Search code examples
graphhbasegremlinjanusgraphgremlinpython

Gremlin - optimize query


I have a graph, that represents database objects, parent-child relations and dataflows relations (only in-between columns).

Here is my current gremlin query (in python), that should find dataflow impact of a column:

g.V().has('fqn', 'some fully qualified name').
repeat(outE("flows_into").dedup().store('edges').inV()).
until(
    or_(
        outE("flows_into").count().is_(eq(0)),
        cyclicPath(),
    )
).
cap('edges').
unfold().
dedup().
map(lambda: "g.V(it.get().getVertex(0).id()).in('child').in('child').id().next().toString() + ',' + g.V(it.get().getVertex(1).id()).in('child').in('child').id().next().toString()").
toList()

This query should return all edges, that are somehow impacted by the initial column. The problem is, that in some cases, I do not care about the column-level stuff and I want to get the edges on 'schema level'. That is wjat the lambda does - for both nodes in the edge, it traverses two times up in the objects tree, which returns the schema node.

The problem is in this lambda function - I cannot just do this:

it.get().getVertex(1).in('child').in('child').id().next().toString()

because getVertex(1) does not return a traversable instance. So I need to start new traversal by g.V().... By my debugging, this line causes the horrible slowdown. It gets about 50x slower if I leave this transformation in.

Do you have any ideas how to optimize this query?


Solution

  • You might consider not using a lambda at all, given they tend to not be portable between implementations. Perhaps the map step could be replaced with a project step something like:

    project('v0','v1').
      by(outV().in('child').in('child').id())
      by(inV().in('child').in('child').id())

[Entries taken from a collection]

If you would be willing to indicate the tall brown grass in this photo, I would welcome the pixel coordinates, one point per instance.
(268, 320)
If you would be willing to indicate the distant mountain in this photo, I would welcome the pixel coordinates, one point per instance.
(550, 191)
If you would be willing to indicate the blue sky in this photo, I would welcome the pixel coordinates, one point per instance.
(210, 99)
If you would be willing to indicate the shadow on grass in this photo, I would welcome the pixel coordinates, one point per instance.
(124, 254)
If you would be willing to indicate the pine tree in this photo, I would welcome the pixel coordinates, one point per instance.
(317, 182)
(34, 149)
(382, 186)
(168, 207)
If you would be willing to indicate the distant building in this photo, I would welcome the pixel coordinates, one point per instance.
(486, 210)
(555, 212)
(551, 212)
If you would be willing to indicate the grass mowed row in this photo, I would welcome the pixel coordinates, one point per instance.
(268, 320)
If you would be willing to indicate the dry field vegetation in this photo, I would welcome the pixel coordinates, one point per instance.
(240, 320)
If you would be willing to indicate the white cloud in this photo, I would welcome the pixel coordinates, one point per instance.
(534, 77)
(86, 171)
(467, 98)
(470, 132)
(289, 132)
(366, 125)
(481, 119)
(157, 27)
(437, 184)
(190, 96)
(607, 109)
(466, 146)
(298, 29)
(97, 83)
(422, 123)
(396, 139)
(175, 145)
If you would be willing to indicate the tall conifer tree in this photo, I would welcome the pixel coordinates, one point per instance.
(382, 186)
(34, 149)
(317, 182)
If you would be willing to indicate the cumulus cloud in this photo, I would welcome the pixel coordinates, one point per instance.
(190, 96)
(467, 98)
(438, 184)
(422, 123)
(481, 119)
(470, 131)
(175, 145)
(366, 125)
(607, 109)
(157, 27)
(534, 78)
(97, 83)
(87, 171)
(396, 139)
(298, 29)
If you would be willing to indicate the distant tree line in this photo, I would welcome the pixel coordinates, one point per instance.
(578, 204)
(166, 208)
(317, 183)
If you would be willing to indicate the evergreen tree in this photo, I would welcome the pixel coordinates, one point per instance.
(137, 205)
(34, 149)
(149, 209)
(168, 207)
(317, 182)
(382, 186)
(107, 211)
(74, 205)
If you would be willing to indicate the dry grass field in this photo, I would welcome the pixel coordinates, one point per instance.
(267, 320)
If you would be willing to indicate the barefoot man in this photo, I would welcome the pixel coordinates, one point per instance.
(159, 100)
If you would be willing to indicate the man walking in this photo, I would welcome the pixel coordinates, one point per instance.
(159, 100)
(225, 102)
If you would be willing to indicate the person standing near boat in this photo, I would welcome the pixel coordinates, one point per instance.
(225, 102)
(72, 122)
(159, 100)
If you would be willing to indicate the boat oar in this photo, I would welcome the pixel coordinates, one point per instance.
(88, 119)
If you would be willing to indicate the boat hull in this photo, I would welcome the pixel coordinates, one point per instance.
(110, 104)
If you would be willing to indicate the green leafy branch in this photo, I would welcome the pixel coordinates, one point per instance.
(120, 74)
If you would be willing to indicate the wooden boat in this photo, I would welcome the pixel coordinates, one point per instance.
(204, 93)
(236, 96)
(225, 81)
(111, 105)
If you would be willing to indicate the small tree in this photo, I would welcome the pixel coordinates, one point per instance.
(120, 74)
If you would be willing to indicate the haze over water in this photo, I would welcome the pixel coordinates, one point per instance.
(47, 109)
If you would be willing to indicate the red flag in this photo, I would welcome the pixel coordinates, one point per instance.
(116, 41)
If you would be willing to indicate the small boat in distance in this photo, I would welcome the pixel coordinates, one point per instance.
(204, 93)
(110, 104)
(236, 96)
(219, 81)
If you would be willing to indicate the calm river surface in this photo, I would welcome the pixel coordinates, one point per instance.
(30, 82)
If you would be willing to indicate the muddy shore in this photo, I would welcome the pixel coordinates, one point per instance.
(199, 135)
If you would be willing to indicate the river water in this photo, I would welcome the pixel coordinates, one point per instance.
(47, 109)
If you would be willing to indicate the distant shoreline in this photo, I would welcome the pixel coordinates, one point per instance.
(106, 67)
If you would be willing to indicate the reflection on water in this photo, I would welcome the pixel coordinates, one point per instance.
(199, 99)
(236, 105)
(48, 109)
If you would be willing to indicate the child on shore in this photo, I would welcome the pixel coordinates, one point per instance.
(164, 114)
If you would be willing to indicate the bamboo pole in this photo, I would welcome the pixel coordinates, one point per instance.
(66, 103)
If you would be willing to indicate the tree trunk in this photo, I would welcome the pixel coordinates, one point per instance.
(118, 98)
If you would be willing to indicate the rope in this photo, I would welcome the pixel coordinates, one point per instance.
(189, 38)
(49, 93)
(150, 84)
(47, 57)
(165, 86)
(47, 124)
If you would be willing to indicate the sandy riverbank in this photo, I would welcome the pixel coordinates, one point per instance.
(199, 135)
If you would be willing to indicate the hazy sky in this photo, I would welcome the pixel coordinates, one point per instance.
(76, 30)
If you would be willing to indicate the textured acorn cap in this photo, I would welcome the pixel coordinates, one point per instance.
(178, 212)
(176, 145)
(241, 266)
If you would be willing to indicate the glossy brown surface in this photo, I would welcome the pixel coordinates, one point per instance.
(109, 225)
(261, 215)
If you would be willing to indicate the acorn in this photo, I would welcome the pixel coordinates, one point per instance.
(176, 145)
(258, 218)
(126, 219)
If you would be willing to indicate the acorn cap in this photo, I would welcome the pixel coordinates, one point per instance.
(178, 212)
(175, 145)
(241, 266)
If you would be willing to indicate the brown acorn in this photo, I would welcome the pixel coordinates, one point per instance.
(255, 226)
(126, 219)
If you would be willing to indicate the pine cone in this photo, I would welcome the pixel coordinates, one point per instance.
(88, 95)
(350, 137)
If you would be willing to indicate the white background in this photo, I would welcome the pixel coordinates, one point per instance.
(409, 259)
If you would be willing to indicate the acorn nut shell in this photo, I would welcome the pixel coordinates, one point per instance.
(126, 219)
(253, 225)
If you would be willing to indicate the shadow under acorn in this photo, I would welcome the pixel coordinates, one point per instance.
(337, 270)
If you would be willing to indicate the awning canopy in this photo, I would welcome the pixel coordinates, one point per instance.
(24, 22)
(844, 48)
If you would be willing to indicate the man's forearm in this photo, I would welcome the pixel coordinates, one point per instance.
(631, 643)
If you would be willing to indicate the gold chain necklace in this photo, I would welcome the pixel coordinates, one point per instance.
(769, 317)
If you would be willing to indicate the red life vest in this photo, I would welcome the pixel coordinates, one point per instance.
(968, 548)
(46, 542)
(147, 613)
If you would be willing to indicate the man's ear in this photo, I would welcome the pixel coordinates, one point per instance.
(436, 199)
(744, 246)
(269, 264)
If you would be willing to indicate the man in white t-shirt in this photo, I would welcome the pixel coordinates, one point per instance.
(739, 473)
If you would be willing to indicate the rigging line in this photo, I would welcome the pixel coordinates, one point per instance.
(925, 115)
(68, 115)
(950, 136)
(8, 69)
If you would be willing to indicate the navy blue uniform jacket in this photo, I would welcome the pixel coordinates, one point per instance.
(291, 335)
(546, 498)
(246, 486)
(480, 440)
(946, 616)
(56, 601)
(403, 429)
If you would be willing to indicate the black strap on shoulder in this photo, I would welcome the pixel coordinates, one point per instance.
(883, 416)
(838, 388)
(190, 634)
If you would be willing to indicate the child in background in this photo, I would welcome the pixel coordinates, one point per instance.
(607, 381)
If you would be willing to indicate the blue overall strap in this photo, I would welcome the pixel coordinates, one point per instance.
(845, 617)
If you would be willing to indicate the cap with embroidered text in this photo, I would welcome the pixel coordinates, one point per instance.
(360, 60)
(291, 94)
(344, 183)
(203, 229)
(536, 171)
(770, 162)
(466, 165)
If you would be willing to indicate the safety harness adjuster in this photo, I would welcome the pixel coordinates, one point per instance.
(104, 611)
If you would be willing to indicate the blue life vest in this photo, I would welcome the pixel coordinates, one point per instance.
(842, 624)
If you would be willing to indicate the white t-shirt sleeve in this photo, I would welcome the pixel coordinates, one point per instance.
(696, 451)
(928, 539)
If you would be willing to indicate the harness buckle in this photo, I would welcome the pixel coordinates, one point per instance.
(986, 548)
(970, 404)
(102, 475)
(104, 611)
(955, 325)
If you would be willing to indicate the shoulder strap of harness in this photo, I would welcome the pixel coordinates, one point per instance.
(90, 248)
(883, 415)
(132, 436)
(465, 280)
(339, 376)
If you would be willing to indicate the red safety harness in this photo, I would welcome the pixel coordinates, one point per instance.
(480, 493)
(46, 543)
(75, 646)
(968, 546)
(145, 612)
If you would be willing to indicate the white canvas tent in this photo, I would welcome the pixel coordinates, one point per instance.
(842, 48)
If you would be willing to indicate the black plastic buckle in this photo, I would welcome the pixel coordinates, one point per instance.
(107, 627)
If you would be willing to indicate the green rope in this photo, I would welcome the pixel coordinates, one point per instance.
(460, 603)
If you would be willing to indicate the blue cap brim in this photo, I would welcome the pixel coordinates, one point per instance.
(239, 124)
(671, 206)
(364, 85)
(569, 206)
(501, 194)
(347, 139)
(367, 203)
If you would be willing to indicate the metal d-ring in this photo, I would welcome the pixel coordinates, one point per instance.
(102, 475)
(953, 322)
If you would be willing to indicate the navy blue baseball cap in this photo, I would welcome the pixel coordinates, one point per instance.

Directives:
1) Quote the Gremlin thread between "Do you have" and "by(outV().in('child').in('child').id())", inclusive.
2) In the Gremlin thread, how much slower does the query become when the lambda transformation is left in?
3) Shorten the paragraph of the Gremlin thread that starts "This query should return all edges", keeping its main facts.

Solution list:
1)
Do you have any ideas how to optimize this query?


Solution

  • You might consider not using a lambda at all, given they tend to not be portable between implementations. Perhaps the map step could be replaced with a project step something like:

    project('v0','v1').
      by(outV().in('child').in('child').id())

2) About 50 times slower.

3) The query returns every edge impacted by the starting column. Sometimes column-level detail isn't needed and the edges are wanted at schema level instead. The lambda handles this: for each of an edge's two nodes, it climbs two levels up the object tree to reach the schema node.